[Excerpts of labeled region data]

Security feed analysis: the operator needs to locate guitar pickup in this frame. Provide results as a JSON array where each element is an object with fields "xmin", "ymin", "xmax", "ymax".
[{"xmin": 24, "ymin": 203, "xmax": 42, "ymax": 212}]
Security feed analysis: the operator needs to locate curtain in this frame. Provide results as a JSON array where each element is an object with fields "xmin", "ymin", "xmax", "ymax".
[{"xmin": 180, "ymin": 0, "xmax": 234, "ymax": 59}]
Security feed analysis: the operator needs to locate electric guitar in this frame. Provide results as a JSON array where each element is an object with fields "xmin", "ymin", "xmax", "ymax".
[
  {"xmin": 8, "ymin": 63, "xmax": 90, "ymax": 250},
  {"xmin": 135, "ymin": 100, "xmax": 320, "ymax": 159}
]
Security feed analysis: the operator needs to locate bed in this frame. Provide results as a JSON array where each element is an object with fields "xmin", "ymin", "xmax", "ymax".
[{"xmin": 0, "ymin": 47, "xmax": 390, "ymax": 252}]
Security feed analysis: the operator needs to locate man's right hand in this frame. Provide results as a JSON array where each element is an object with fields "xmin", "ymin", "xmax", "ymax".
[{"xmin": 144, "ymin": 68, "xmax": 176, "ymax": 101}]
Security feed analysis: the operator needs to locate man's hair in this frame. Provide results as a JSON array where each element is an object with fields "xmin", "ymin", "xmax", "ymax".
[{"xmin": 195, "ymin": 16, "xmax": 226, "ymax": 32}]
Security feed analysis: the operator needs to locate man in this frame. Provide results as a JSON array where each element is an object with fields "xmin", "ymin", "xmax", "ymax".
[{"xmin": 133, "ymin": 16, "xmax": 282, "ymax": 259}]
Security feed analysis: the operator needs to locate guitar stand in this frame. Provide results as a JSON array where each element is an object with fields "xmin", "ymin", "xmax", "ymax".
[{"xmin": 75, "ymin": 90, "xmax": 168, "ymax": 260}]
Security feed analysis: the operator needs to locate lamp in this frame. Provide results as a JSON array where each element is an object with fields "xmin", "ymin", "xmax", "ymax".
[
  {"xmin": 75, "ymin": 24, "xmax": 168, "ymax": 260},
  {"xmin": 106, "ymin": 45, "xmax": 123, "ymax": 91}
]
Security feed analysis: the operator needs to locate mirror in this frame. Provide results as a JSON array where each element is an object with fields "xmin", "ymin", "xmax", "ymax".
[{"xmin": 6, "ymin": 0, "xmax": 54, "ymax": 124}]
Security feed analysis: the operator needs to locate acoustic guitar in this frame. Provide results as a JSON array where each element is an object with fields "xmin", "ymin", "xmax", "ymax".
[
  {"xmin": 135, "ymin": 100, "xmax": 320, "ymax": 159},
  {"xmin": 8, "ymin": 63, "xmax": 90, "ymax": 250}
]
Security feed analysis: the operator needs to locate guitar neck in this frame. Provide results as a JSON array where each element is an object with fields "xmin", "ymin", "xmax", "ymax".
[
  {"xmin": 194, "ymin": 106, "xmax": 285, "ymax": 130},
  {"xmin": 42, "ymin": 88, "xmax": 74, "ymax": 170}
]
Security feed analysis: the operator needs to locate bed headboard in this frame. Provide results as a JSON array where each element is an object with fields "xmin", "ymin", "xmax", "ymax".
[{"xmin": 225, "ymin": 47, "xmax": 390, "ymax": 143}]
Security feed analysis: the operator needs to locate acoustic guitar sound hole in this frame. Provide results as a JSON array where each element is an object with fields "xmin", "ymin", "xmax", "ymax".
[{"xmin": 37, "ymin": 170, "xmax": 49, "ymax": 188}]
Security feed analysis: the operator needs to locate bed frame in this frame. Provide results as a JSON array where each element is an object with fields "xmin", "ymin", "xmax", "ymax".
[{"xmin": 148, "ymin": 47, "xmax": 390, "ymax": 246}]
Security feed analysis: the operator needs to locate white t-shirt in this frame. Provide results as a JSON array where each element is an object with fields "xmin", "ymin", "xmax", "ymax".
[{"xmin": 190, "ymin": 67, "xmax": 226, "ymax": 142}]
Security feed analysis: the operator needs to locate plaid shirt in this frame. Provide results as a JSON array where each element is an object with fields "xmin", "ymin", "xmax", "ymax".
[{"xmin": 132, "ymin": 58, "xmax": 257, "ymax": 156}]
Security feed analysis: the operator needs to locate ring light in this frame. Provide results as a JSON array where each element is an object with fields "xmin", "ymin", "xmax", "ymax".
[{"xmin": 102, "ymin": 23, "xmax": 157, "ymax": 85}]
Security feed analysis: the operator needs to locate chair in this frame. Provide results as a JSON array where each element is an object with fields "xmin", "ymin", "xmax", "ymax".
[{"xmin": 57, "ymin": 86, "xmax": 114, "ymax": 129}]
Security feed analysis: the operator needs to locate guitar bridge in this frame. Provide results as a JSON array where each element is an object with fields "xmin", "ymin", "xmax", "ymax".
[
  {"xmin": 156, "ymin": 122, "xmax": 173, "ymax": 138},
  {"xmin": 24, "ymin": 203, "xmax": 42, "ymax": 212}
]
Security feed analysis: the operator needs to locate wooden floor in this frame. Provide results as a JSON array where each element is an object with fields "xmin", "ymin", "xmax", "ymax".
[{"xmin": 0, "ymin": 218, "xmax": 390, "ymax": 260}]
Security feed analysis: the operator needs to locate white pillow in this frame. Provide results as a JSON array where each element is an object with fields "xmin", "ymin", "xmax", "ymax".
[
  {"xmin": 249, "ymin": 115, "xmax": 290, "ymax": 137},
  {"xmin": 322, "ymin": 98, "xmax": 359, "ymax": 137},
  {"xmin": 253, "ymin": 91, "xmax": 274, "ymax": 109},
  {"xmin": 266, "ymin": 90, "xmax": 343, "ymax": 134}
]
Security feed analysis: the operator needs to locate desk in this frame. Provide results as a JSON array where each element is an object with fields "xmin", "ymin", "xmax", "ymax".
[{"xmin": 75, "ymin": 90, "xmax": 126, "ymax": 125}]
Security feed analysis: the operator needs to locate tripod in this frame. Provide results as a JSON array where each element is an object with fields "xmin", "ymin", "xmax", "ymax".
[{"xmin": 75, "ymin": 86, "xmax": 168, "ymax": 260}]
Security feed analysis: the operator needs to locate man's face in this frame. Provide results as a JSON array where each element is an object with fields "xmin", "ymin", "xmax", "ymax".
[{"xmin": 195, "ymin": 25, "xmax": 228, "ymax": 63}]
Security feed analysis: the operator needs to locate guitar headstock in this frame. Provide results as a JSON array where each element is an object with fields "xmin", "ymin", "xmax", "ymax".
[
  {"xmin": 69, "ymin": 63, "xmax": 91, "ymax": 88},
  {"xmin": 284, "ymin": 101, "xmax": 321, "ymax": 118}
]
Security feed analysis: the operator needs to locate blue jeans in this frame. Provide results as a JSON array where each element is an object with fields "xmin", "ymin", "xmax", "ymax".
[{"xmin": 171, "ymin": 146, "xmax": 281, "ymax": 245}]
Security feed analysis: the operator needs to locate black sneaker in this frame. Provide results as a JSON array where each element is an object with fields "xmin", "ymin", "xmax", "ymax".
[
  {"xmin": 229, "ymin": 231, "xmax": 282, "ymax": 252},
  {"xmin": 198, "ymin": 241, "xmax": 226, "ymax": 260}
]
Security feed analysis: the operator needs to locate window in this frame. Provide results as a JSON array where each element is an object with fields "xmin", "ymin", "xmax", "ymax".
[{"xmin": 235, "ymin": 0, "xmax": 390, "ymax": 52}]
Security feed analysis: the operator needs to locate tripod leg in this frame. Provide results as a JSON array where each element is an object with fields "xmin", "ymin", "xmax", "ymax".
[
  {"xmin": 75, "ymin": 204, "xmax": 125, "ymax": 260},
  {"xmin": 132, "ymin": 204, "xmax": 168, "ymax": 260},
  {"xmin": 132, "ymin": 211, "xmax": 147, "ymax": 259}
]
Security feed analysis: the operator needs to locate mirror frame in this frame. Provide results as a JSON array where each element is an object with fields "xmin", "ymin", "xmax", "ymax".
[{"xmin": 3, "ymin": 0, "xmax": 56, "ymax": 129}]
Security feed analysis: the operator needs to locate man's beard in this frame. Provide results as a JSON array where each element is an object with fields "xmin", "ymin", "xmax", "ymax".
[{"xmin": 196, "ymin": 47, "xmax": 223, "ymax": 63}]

» **Description of the task**
How many lines of the listing above contain the string "mirror"? Give only the number.

» **Answer for the task**
2